[begin Dataset rows]

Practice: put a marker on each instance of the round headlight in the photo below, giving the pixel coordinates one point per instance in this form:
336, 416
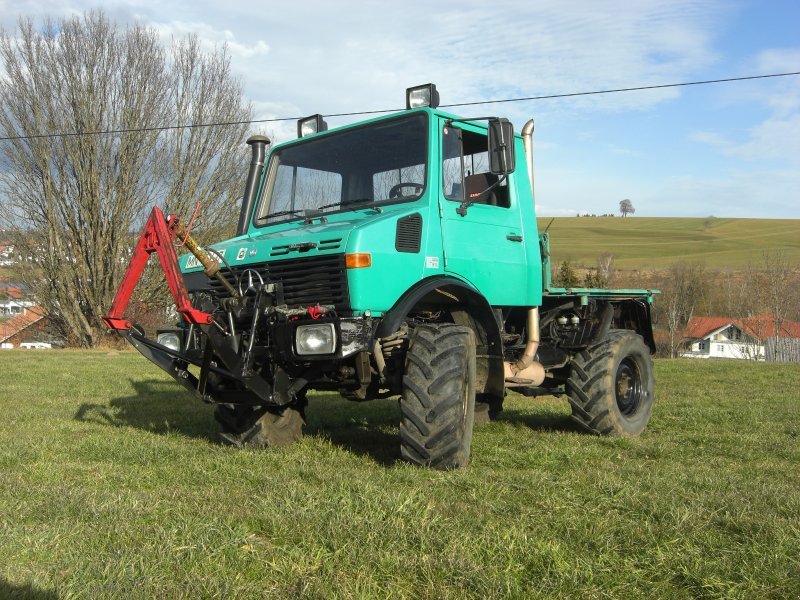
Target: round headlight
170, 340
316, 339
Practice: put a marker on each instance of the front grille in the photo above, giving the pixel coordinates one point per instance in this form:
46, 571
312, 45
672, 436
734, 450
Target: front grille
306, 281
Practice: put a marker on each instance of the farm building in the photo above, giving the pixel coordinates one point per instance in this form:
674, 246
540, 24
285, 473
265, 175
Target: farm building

[end Dataset rows]
[begin Dataset rows]

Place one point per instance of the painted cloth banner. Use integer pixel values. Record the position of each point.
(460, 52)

[end Dataset rows]

:: Exercise directions ::
Identify every line in the data above that contains the string "coordinates" and copy each of those lines out in full.

:: Output of the exercise ::
Practice: put a marker on each instance of the round headlight in the photo below, giving the pixel coordinates one point per instance in this form:
Practice: put a marker on each instance of the front grille in the photo above, giving the pixel coordinates one point per instance in this form:
Practice: put a marker on each instance of the farm building in the photo above, giving the pixel coordinates one point per instance in this form:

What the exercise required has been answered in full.